-- START OF RECORDS TO USE --
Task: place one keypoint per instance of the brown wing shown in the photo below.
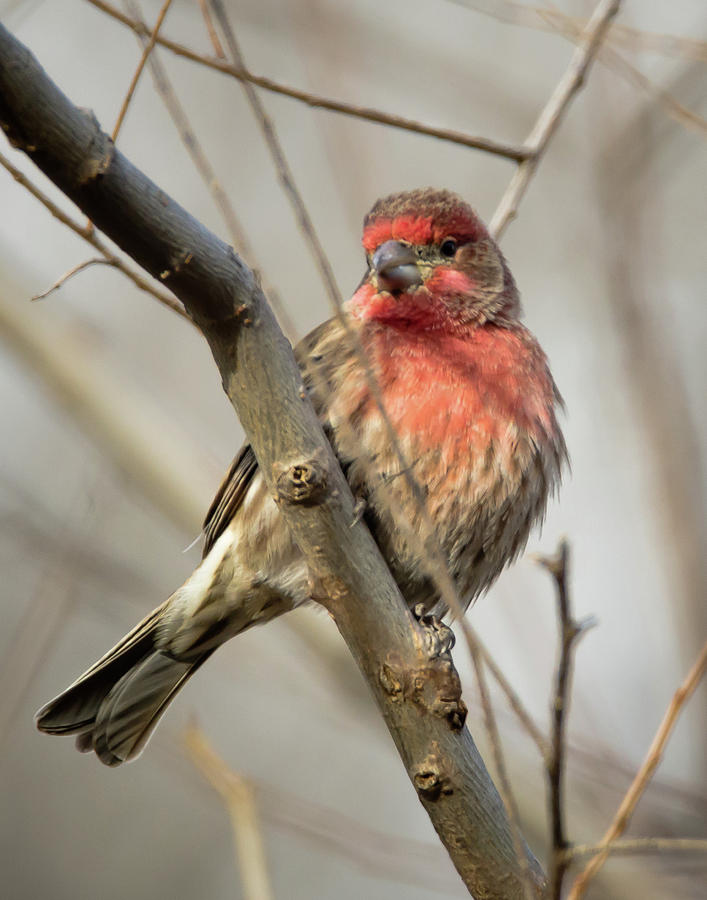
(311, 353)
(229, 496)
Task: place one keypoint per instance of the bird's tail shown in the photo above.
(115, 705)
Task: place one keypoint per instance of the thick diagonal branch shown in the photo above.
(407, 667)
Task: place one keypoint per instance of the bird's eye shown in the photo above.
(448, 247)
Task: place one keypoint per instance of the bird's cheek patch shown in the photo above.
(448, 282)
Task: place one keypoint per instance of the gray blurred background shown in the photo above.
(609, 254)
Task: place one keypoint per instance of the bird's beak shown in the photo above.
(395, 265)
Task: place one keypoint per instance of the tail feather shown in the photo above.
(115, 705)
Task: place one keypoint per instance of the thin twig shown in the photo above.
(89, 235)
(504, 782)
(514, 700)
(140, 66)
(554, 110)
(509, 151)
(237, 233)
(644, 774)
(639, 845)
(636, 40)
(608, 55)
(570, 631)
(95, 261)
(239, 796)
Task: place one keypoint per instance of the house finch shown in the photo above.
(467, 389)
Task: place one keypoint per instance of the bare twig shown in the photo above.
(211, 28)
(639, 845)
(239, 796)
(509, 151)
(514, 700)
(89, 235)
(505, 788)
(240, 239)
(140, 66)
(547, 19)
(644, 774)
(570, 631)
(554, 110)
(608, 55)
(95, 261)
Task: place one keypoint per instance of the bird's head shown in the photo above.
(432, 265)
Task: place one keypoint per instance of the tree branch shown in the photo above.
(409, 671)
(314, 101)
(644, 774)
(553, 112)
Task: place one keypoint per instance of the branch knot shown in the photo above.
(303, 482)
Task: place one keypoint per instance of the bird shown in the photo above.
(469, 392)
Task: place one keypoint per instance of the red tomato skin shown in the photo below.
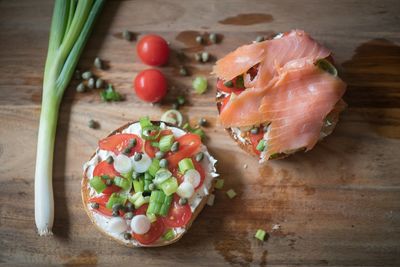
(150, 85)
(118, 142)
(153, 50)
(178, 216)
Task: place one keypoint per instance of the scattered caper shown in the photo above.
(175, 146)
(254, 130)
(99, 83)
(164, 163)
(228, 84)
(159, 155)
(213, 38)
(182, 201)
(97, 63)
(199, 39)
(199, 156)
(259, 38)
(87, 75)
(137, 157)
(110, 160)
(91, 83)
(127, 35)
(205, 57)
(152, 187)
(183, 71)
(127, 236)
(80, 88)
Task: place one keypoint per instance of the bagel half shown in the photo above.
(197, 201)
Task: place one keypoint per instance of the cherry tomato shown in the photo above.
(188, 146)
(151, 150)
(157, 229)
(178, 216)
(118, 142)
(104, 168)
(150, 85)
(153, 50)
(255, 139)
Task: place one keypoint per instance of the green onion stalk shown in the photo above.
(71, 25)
-- END OF RECORDS TO USE --
-- START OF RECORDS TO USE --
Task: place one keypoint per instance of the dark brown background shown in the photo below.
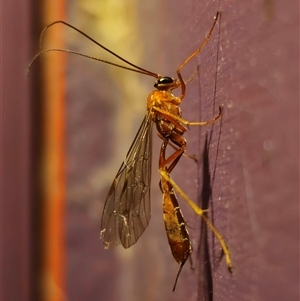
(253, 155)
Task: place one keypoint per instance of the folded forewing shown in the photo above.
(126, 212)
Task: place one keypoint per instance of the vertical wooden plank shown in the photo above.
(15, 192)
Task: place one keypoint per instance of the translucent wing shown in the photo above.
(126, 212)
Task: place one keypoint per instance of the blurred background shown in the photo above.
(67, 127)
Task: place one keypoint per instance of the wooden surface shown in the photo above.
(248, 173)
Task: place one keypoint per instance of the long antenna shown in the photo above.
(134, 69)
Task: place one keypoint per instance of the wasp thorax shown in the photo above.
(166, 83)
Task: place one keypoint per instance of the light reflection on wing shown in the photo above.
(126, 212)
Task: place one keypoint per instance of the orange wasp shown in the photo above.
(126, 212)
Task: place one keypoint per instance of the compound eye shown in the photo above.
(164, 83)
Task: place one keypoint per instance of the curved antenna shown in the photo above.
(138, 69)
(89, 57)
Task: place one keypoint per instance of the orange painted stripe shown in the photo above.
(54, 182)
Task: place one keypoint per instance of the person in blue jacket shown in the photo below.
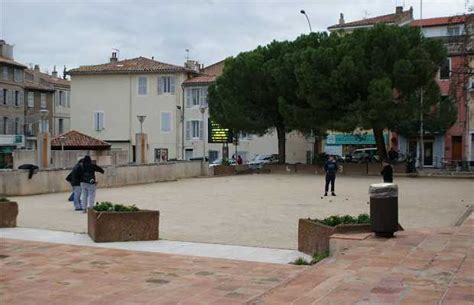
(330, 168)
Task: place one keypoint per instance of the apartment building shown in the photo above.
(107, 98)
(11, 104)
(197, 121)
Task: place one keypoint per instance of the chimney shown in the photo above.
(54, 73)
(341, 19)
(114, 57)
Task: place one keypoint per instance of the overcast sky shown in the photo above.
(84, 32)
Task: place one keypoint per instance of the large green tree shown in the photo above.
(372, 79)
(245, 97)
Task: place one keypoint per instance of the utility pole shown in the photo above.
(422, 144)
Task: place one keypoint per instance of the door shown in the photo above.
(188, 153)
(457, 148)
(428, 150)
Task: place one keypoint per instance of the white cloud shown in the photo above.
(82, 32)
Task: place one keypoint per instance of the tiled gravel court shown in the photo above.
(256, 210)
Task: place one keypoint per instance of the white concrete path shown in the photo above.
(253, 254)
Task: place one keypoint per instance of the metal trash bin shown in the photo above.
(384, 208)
-- END OF RECORDS TO USE --
-- START OF RECORDS TO USE --
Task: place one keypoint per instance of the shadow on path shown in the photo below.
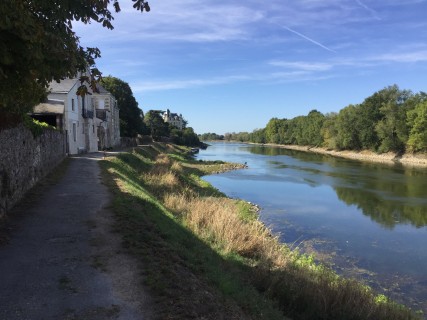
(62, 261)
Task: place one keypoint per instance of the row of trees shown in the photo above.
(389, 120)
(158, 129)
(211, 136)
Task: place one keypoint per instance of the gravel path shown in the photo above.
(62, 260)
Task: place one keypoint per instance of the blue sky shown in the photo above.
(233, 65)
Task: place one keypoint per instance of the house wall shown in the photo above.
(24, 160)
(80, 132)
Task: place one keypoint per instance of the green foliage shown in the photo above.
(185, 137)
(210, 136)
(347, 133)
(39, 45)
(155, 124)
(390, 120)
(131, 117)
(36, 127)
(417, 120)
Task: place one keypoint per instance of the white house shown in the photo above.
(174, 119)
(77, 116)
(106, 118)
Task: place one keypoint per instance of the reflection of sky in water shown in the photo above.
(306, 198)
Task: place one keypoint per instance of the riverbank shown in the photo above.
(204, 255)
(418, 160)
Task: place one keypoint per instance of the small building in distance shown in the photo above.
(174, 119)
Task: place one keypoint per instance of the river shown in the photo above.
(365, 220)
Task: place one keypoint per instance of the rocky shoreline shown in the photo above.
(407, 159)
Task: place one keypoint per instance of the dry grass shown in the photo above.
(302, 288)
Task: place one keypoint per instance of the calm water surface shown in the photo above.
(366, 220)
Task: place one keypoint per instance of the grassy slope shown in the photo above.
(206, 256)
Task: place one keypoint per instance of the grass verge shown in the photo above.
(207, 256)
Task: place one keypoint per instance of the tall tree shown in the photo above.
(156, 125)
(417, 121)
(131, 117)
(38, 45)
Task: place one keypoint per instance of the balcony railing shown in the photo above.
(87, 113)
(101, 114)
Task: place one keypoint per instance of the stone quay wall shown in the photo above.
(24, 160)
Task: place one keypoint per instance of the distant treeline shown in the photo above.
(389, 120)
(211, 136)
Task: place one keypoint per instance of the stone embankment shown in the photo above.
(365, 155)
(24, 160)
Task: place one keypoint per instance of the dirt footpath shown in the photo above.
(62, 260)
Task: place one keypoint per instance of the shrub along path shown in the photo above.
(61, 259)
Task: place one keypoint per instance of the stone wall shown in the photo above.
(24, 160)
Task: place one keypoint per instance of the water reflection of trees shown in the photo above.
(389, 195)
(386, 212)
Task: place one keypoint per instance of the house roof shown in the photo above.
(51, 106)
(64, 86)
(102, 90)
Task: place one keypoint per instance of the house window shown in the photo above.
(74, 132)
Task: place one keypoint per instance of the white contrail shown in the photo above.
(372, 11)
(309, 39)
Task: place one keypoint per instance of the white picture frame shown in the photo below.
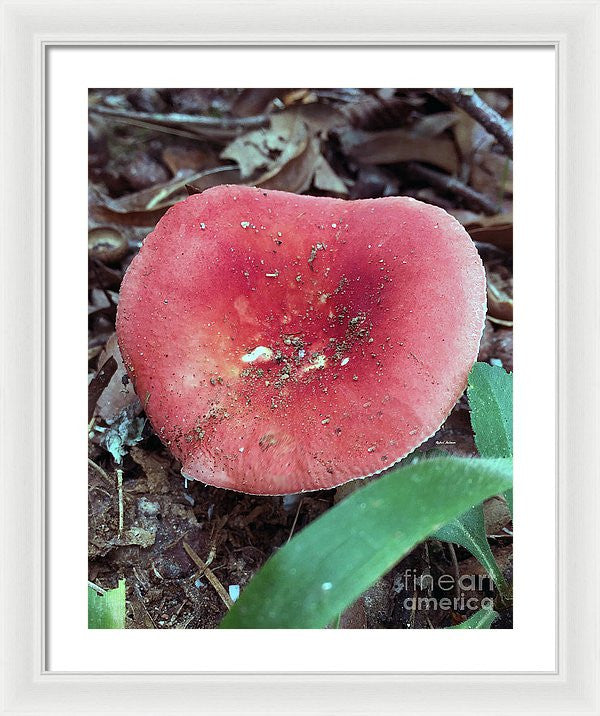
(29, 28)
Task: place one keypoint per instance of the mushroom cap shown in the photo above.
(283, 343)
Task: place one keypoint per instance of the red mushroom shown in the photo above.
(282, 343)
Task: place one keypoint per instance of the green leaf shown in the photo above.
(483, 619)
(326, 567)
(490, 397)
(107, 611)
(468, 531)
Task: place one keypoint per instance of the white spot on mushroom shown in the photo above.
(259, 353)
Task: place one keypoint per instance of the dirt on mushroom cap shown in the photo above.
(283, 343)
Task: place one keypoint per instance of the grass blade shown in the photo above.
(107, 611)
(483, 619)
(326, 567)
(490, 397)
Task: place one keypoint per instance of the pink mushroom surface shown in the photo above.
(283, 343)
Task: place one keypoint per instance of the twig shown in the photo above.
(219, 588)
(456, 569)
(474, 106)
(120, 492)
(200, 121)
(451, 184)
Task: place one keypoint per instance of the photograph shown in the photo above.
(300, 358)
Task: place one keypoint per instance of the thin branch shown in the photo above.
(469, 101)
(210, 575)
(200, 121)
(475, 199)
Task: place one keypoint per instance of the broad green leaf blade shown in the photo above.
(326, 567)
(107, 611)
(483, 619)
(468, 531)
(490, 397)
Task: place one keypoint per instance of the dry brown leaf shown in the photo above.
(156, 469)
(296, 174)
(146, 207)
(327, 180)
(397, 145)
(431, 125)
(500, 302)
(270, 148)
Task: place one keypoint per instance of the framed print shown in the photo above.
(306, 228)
-- END OF RECORDS TO USE --
** SHORT TASK **
Report each line of the listing above that contains the word "brown", copying those lines in full.

** SOLUTION TO THE EXERCISE **
Task: place one keypoint per instance of the brown wing shown in the photo below.
Task: place one keypoint per instance of the dark brown background shown in the photo below.
Task: place one keypoint per instance of the dry brown leaf shown in the photo above.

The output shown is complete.